#### [Serie de ejercicios]
1/ ¿Puedes imprimir el pasaje del texto sobre dibujo y pintura que empieza en "Yo estoy seguro" y termina en "mucho menos previsibles."?
2/ ¿Cómo seguiría el texto sobre dibujo y pintura a partir de su última oración? Continúalo.
──────── Fragmento del documento
En el principio fue la huella, es decir, la luz y el calor del cuerpo sobre una superficie: la rocosa pared de una cueva. Después, el efímero lienzo de la arena de la playa, la blanda carne de la arcilla o la roja carne tatuada de un rostro, de un hombro, de un hombre, la seca epidermis del pergamino, el infinito plano-aleph de una hoja de papel… Marcas, improntas, registros del hombre-hombre, del hombre-niño, del hombre-loco, del hombre-artista, energía pegada -como una costra o una epifanía- a las superficies de la creación.
Pero el tiempo ha pasado y ha pesado. El incesante crecimiento y protagonismo de las nuevas herramientas tecnológicas, especialmente las de genealogía digital, ha ido alumbrando en muchas ocasiones, por su complejidad y sofisticación, unos productos artísticos excesivamente distantes y anónimos, unas auras demasiado frías, una ausencia casi total de calor y color humanos. La desaparición de esa huella, de esa luz. Así, la físicidad, la temperatura manual, el cuerpo de la materia, parecen batirse en retirada hacia sus cuarteles de invierno (o de infierno), ante las eléctricas y virtuales acometidas de la(s) tecnología(s).
Les recuerdo que ya a principios del siglo pasado, André Breton formuló la pregunta “¿por qué hemos de convertirnos en esclavos de nuestras propias manos?”, con lo que aparentemente condenó al destierro del Planeta Arte a lenguajes como el dibujo y la pintura.
Sin embargo, y pese a las continuas actas de defunción levantadas por sus sempiternos sepultureros, lo cierto es que el dibujo, como expresión de lo inmediato y lo espontáneo, del gesto y de la idea, y la pintura, esa pura y dura tarea de contar, vivir y explicar el mundo por el arte de magia del color, del lienzo o del papel, (re)nacen constantemente con nueva fuerza, con nuevas ideas. Y descubrimos que las manos no tienen por qué convertirnos en sus esclavos, como temía Papá Bretón. Las manos piensan y pueden abrir puertas que ni siquiera aún hemos soñado traspasar.
Yo estoy seguro de que en una empresa tan quimérica y apasionante como ésta también se encuentra empeñado Ángel Haro. La búsqueda de esa huella primigenia, de la presencia física y psíquica de la mano, como prolongación del espíritu, del vestigio del gesto como si fuese una sombra arrojada sobre el campo de batalla de estas pinturas. Un arena que nuestro artista ha reducido conscientemente a la piel del papel.
Dentro de los estrictos límites ortogonales de cada cuadro ocurren muchas cosas. El área del rectángulo, no lo olvidemos, se despeja simplemente multiplicando su base por su altura. Pero el área de estas obras, es decir, el espacio de representación pintada, requiere de formulas compositivas y técnicas mucho más complejas, mucho menos previsibles.
Una extraña y equilibrada mixtura de gestos, trazos, rectángulos, estrías, manchas, ritmos, líneas, cruces, trayectos, óvalos, cuadrados y círculos va construyendo su prosodia. El gasto de pasión, de lucha, de fuego se compensa astutamente con el refrescante rigor de Madame Geometría.
────────────────
──────── Material proporcionado
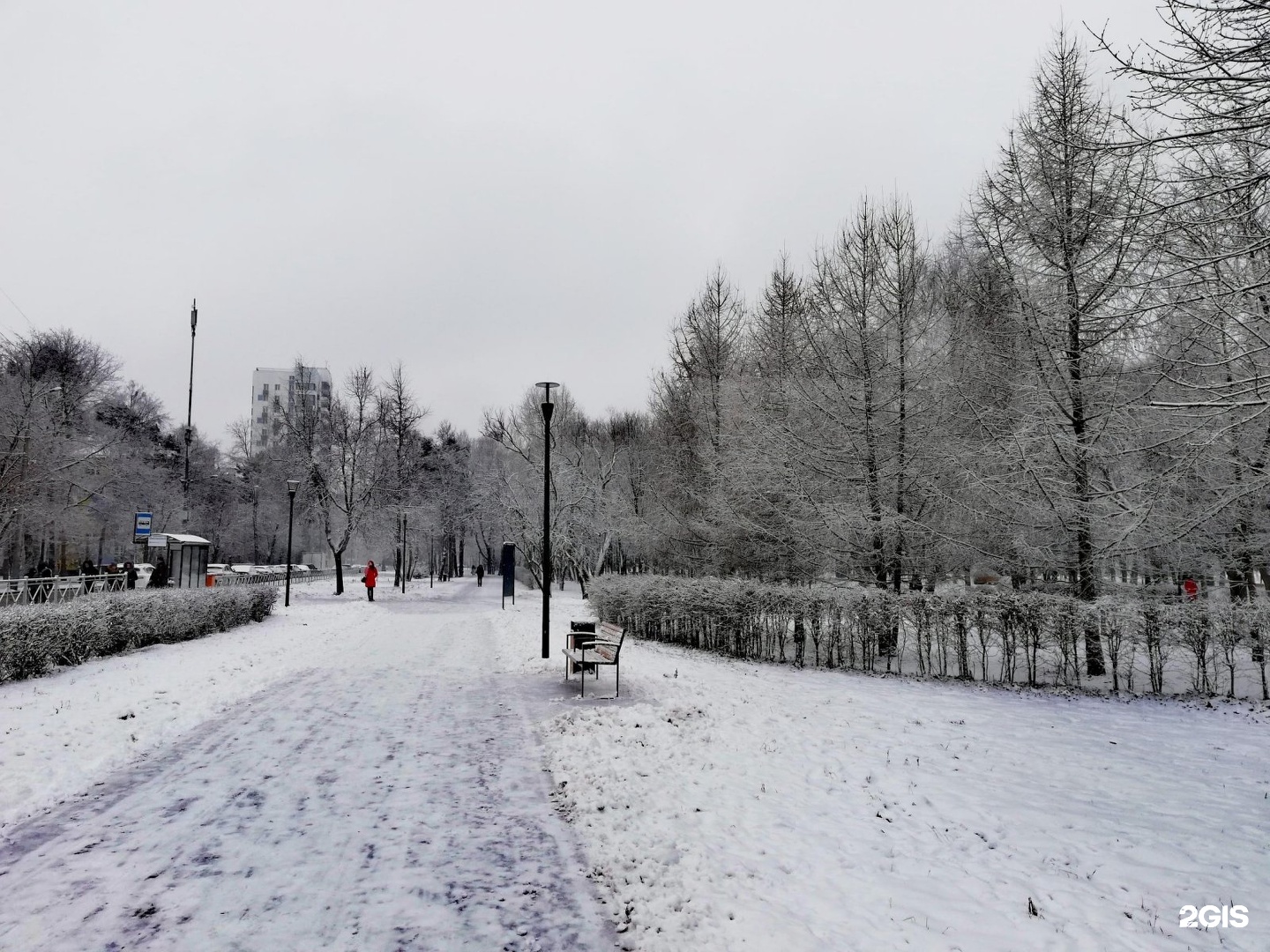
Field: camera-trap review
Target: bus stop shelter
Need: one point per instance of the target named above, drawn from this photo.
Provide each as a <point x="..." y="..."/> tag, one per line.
────────────────
#### [Resultados por tarea]
1/
Yo estoy seguro de que en una empresa tan quimérica y apasionante como ésta también se encuentra empeñado Ángel Haro. La búsqueda de esa huella primigenia, de la presencia física y psíquica de la mano, como prolongación del espíritu, del vestigio del gesto como si fuese una sombra arrojada sobre el campo de batalla de estas pinturas. Un arena que nuestro artista ha reducido conscientemente a la piel del papel.
Dentro de los estrictos límites ortogonales de cada cuadro ocurren muchas cosas. El área del rectángulo, no lo olvidemos, se despeja simplemente multiplicando su base por su altura. Pero el área de estas obras, es decir, el espacio de representación pintada, requiere de formulas compositivas y técnicas mucho más complejas, mucho menos previsibles.

2/
Contaba Georges Braque, “Amo la norma que corrige la emoción”. ¿Porqué no completar nosotros?: “La norma que corrige la emoción” y la emoción que corrige la norma”. Y ese diálogo, a veces difícil, a veces sereno, a veces monólogo, es una constante que recorre, desde hace años, la geografía de sus pinturas. Así, la estructura conversa con el gesto nervioso y expresivo, lo tectónico se derrite en lo informe, la blanca sangre del dripping insemina los planos, la línea recta se transviste en línea curva, el arabesco se germaniza en damero y en retícula…
¿Han reparado en que la piel ardiente y eléctrica de la luz recubre estos papeles y los alumbra, de una forma casi física? Podemos sentir su calor al viajar por ellos con las yemas de nuestros ojos, de nuestros dedos. Luz tachada, velada, ennegrecida, aguada, semioculta, reticulada, ensuciada, herida por la arquitectura y el celaje del pastel negro y del óleo, pero luz al fin y siempre. Cuadrados-ventanas, óvalos-miradores, rectángulos-umbrales se encienden, y se apagan, como un paisaje urbano y nocturno.
El color no ha sido, en un principio, demasiado bien recibido en esta fiesta pintada. Las palabras de la noche: gris, negro, blanco eléctrico, sepia…hablaron durante mucho tiempo. Frases de oscuridad, de penumbra, de emborronamiento, de ausencia y olvido pero, también, de iluminación, de epifanía, de blanco cegador, de destello albino. Al parecer, en sus últimas obras Ángel Haro ha abierto la veda de los colores, de ciertos colores. El rojo, con casi todos sus matices, con casi todos sus nombres: carmesí, amaranto, rubro, púrpura, encarnado, granate, bermejo, escarlata, tinto, granza, ha tomado posesión de estos nuevos territorios. Y junto a él, una cálida cohorte de amarillos, naranjas y salmones dando calor y color. Sangre en el ojo, sangre en el cuadro, sangre en la sangre.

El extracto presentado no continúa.